## [TASK PROMPT]
Return only the lines running from the top of the entries to the line with "positive clicks: (108, 1318) (1509, 1026)", inclusive, exactly as written.

****************************************

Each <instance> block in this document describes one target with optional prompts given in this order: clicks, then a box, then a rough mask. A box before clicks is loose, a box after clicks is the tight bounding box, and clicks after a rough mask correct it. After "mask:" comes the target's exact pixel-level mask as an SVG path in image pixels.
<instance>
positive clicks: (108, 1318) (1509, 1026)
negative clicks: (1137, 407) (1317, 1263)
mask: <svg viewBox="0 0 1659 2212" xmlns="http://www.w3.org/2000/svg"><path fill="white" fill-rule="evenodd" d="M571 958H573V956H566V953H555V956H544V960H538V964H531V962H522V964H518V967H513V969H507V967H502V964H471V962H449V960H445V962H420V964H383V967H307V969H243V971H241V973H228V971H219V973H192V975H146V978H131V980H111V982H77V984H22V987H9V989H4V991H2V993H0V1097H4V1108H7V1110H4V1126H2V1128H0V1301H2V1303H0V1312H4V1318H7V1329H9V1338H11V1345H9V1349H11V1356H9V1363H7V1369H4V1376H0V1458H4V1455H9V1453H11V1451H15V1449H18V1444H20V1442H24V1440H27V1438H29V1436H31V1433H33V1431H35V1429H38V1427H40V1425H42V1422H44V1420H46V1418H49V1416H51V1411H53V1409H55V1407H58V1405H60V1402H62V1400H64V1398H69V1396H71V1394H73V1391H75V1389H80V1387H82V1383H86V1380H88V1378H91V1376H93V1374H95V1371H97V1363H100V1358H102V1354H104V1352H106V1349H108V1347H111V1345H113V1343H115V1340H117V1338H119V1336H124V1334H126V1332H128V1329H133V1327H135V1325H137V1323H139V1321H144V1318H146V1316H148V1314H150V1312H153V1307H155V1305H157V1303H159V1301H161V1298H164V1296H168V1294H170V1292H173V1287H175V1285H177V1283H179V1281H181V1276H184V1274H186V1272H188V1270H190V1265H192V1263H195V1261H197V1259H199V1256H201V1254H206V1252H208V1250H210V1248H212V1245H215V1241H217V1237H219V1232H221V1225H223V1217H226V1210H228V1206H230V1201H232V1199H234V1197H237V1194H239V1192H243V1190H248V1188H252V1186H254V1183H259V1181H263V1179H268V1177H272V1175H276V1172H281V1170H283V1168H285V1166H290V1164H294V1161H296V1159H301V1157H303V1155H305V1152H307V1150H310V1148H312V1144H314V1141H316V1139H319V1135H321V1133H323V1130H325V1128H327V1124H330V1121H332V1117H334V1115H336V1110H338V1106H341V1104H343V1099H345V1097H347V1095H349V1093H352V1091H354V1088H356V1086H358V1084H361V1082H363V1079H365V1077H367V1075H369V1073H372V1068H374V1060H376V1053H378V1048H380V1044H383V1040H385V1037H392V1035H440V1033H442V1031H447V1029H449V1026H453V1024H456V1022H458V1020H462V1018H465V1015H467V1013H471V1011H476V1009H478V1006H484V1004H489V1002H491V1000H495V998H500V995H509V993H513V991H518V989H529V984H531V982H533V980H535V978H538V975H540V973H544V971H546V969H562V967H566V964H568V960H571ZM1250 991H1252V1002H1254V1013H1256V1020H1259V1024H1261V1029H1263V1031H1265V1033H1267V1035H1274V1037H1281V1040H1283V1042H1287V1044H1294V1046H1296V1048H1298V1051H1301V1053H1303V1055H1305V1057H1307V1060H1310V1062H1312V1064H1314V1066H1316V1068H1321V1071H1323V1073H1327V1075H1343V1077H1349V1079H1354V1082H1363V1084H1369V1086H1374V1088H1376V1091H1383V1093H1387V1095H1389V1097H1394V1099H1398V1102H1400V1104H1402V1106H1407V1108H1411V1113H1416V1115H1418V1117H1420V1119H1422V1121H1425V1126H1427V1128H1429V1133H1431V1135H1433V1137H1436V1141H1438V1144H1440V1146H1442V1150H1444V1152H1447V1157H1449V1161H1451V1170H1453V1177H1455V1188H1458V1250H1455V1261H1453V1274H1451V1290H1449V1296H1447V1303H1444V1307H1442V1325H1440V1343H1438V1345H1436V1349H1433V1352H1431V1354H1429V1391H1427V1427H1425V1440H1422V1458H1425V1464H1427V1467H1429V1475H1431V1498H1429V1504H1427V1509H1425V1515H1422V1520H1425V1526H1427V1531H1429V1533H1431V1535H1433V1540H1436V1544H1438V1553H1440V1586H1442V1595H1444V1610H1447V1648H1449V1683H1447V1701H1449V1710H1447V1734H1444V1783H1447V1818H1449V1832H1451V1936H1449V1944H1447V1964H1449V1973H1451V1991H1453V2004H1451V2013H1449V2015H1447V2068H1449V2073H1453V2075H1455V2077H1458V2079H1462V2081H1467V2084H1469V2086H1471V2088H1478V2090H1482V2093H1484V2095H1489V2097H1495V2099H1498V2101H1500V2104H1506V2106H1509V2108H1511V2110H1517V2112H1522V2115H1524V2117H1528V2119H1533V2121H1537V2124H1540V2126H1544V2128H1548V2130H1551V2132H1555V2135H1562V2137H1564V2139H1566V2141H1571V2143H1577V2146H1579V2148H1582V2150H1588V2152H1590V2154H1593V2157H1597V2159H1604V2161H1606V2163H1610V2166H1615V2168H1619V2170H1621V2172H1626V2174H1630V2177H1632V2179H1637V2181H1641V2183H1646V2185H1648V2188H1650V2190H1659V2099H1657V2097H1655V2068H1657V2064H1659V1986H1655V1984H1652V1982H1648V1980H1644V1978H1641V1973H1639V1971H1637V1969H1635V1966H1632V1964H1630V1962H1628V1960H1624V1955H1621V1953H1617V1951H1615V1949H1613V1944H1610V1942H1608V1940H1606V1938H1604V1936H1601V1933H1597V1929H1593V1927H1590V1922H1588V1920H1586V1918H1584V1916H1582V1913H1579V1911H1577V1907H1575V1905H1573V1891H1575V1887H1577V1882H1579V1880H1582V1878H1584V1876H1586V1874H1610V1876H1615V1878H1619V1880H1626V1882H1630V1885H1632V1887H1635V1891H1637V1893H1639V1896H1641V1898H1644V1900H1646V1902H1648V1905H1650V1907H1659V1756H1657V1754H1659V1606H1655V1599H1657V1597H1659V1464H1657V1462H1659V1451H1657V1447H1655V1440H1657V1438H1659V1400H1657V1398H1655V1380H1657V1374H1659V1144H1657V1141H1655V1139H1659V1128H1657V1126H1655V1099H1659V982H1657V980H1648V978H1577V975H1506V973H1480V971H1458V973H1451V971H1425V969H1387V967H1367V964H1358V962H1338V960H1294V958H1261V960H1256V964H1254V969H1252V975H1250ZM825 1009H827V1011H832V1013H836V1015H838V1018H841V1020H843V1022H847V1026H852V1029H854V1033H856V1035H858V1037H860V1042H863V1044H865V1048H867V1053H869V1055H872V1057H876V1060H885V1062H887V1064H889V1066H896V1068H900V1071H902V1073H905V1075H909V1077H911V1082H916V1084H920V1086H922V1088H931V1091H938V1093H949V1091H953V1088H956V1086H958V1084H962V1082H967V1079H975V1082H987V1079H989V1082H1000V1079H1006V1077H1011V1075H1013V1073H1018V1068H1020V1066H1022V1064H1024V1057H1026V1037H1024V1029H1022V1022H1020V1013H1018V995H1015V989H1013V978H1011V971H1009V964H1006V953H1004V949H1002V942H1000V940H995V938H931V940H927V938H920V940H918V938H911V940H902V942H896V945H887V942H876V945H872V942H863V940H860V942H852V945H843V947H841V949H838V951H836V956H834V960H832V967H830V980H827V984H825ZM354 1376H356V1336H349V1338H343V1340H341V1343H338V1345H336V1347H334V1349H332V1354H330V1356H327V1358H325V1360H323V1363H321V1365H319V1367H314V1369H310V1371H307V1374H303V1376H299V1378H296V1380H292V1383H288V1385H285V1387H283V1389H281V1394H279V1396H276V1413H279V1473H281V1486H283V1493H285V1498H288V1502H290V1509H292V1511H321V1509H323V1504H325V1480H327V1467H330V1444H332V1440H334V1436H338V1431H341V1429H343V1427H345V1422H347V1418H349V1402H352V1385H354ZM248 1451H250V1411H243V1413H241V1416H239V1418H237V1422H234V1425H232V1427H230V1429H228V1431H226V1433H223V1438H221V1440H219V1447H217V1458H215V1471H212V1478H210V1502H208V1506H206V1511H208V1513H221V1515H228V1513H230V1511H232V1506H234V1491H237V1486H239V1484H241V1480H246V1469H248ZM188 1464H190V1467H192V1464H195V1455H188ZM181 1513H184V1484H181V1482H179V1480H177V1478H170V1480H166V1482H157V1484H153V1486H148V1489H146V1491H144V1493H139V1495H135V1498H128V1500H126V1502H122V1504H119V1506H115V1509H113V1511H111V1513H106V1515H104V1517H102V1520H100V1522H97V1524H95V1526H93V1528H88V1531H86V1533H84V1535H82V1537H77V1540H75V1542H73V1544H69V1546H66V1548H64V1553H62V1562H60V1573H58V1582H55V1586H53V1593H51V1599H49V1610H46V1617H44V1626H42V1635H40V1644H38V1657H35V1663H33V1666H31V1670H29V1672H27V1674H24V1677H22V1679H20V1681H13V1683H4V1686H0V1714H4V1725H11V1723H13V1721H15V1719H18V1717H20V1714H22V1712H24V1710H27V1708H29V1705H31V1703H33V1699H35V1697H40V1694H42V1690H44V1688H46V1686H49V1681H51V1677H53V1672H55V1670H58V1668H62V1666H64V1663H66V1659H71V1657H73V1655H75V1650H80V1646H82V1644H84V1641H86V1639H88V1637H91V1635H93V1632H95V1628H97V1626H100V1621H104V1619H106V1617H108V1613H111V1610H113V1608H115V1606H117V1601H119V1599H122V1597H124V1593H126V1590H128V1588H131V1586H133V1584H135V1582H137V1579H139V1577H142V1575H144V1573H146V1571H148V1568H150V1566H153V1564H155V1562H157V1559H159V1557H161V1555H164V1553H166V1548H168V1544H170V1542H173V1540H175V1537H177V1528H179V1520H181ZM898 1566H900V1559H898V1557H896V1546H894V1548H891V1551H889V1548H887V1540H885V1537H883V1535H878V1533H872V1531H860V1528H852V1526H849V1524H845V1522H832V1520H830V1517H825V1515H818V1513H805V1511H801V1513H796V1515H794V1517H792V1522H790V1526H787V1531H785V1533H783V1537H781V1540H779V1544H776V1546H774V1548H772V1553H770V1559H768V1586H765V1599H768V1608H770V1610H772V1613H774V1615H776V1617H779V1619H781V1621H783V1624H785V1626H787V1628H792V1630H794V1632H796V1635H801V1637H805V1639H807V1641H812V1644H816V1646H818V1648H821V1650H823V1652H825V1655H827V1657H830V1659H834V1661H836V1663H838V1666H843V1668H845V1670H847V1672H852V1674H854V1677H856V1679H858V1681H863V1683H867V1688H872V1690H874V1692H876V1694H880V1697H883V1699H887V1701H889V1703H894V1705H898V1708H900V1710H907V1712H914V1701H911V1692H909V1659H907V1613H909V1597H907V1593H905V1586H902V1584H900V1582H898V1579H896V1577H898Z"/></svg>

****************************************

## [WRITTEN ANSWER]
Each <instance> block in this document describes one target with optional prompts given in this order: clicks, then a box, then a rough mask. A box before clicks is loose, a box after clicks is the tight bounding box, and clicks after a rough mask correct it. After "mask:" comes the target's exact pixel-level mask as an SVG path in image pixels.
<instance>
positive clicks: (108, 1318) (1509, 1026)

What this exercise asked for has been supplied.